• SHORT EXERCISE
Copy out all of the following lines word for word, leaving out the pictures.

## start RECORD LIST

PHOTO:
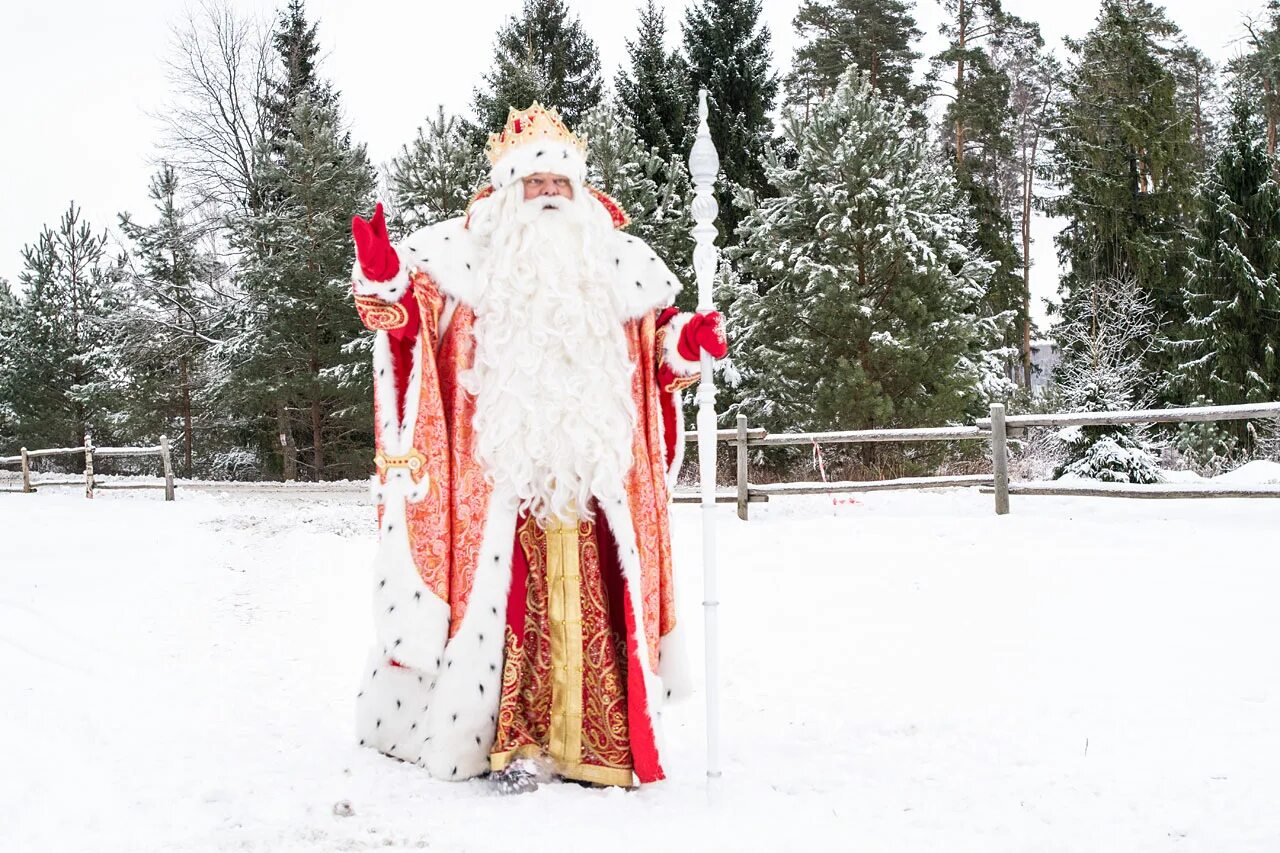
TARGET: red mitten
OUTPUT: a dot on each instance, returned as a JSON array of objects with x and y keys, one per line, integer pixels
[
  {"x": 704, "y": 332},
  {"x": 378, "y": 260}
]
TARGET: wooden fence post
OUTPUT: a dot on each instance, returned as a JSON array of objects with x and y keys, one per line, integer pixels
[
  {"x": 88, "y": 464},
  {"x": 26, "y": 471},
  {"x": 168, "y": 468},
  {"x": 743, "y": 491},
  {"x": 1000, "y": 457}
]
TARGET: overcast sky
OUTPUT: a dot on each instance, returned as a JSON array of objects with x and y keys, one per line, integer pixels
[{"x": 83, "y": 78}]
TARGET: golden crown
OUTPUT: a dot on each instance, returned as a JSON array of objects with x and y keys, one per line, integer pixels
[{"x": 526, "y": 126}]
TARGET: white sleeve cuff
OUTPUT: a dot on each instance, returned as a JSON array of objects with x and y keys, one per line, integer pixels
[
  {"x": 670, "y": 346},
  {"x": 389, "y": 291}
]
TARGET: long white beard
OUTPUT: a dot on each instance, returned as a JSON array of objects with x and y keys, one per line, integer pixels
[{"x": 552, "y": 377}]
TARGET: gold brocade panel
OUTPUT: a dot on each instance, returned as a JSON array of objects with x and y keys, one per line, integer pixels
[{"x": 565, "y": 673}]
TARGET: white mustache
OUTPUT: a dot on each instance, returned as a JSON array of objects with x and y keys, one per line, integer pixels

## end RECORD LIST

• EXPECTED ANSWER
PHOTO:
TARGET: red mitten
OUTPUT: a dot on each instance, returned as a JSON array of objects with x and y keys, one per line, integer pixels
[
  {"x": 704, "y": 332},
  {"x": 378, "y": 260}
]
TARGET: wooden fence post
OUTPUT: a dot on each instance, returned as a JSON array of objects with x and y keys, one per line, integer pixels
[
  {"x": 88, "y": 464},
  {"x": 26, "y": 471},
  {"x": 168, "y": 468},
  {"x": 743, "y": 491},
  {"x": 1000, "y": 457}
]
TARGET: overcast sky
OUTPUT: a dot on each instance, returned as a JSON array of objects with x and y keys, one per line, integer pixels
[{"x": 83, "y": 78}]
TARGET: golden crown
OUTPUT: a dot on each instance, returned as a JSON array of objects with x and y keys, one per line, integer pixels
[{"x": 526, "y": 126}]
TARGET: white sleeve cuff
OUTPUT: a dot on each instance, returned as a JSON array of objects with x and y keys, one per line, integer pixels
[
  {"x": 670, "y": 346},
  {"x": 389, "y": 291}
]
TARGET: long white beard
OUTPUT: a dot on each instance, returned as a JSON array of objects with x and y keys, one per line, integer pixels
[{"x": 552, "y": 377}]
TARGET: gold brocade panel
OUTPUT: a dot on each instance, returned as a JSON array of objects with x and y keys, one per line, integer pixels
[{"x": 565, "y": 673}]
TARGET: white mustache
OUTPUT: a dot on each instance, returned as a JSON array of objects with x and y keys, one per line, integer pixels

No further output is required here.